Source excerpt>
Glass is an easy material to clean and store. You can effortlessly remove all the food residue using tap water with a few drops of dish soap and a sponge. To keep, you can stack your glass plates together without sacrificing your kitchen space.
Baking in a glass is exciting: you can watch each cooking step through the oven window.
Finally, with glass cookware, you can serve your meal from the oven to the table in style. Plus, it is heat-resistant, so the food remains hot for a long time.
Is glass oven safe?
Glass manufacturers that label their glass products oven-safe guarantee the safety of their products in the oven. But you should avoid instant temperature changes that may result in glass cracks and breaks.
Among all the types of glasses, borosilicate glass is the safest and healthiest material. Made of boron trioxide and silica, it is the best material for glass kitchenware.
Can glass go in the oven?
Can glass be put in the oven? As a general rule, most glass cookware labeled as "oven-safe" is safe to put on a baking sheet filled with water and bring to the oven at 350°F (177°C) for at least 10 minutes.

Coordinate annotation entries
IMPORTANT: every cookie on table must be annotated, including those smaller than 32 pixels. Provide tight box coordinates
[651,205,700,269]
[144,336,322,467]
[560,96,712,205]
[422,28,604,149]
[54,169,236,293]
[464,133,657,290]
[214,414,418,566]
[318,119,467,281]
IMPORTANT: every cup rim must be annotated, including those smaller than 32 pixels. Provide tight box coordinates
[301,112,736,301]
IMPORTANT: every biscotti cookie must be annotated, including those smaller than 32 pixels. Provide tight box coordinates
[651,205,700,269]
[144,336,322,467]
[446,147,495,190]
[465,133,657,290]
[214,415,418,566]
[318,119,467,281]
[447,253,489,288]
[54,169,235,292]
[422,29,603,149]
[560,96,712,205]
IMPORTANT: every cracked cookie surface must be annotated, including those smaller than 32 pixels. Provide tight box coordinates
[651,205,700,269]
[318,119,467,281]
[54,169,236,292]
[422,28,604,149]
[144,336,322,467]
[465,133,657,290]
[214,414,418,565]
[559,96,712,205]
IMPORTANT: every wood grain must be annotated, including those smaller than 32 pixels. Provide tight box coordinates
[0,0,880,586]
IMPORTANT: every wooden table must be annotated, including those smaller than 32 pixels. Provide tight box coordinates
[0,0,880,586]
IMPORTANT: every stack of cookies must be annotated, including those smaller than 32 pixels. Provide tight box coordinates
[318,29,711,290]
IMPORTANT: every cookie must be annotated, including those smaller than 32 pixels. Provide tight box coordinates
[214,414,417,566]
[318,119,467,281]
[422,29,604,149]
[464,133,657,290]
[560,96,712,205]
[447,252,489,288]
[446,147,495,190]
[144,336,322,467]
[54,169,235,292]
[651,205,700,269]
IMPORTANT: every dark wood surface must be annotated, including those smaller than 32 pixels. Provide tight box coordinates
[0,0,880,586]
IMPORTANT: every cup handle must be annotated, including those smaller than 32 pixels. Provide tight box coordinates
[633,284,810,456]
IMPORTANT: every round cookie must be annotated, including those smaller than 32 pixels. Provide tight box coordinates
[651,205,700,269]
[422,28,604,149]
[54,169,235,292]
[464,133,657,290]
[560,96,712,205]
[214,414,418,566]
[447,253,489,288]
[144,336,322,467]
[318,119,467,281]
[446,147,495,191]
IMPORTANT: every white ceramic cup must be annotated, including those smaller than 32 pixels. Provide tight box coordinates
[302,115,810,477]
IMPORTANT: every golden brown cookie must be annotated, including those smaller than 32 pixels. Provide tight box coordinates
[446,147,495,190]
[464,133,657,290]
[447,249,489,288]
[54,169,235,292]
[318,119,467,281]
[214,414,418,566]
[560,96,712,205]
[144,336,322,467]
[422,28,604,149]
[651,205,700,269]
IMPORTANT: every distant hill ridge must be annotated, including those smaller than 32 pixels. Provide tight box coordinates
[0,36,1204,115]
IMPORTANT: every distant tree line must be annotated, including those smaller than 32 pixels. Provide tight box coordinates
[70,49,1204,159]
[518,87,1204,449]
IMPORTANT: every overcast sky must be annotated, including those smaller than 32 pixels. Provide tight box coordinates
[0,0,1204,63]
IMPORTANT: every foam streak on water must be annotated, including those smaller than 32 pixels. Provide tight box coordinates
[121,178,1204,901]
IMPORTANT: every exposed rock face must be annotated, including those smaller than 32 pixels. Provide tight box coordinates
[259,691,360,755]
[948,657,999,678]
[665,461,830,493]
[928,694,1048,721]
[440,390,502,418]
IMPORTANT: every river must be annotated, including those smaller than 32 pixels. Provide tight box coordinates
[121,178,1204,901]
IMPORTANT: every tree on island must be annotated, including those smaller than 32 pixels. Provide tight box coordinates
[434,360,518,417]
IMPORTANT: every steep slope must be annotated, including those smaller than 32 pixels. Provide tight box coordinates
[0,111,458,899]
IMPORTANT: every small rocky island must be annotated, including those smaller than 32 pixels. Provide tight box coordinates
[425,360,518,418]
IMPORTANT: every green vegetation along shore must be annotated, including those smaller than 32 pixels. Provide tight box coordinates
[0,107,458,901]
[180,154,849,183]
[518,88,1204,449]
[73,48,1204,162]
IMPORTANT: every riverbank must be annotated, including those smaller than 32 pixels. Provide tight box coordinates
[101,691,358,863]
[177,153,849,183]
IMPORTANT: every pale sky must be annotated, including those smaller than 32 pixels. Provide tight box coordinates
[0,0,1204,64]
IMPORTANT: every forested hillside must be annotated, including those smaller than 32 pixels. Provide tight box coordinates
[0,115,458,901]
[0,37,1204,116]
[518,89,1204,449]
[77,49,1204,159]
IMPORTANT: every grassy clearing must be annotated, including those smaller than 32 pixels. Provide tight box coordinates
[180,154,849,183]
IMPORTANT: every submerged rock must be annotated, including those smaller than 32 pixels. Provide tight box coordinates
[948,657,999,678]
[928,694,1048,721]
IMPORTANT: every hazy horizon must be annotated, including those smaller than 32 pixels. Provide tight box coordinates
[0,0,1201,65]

Set exercise 1>
According to the glass cookware passage, which type of glass is the safest and healthiest material?
Set exercise 2>
Extend the glass cookware passage, picking up after its final sentence.

Written response 1>
Borosilicate glass.

Written response 2>
But not all glass is equally heat resistant. The baking time and the oven temperature the glass can withstand depend on the glass material.
Standard glass cannot be used in the oven. It isn't good at resisting heat and begins to break at 302-392°F (150-200°C). Regular glass withstands a temperature difference of about 108°F (60°C). Rapid temperature changes can cause the ordinary glass to crack.
High-quality tempered glass is five times stronger than regular glass. It withstands heat of about 482°F (250°C) and can be used in the oven.
Borosilicate glass is highly heat resistant and withstands much higher temperatures than soda-lime glass. Despite the former appearing superior to soda-lime glass, most manufactured glass, from drinking glass to mason jars, is soda-lime glass.
While borosilicate glass is oven-safe, glassware made of soda-lime glass is a poor candidate for bakeware. You should always read and follow the manufacturer's instructions for the recommended upper-temperature limit.
Depending on the glass, the temperature limit can vary from 350°F to 500°F (from 177°C to 260°C), but it is a good idea to stay well below for safety reasons. Most types of glass melt at temperatures around 1112°F (600°C).
If you wonder about the melting point of different types of glass, here is the answer:
- Borosilicate glass - around 3000°F (1648°C)
- Soda-lime glass - 1832°F (1000°C)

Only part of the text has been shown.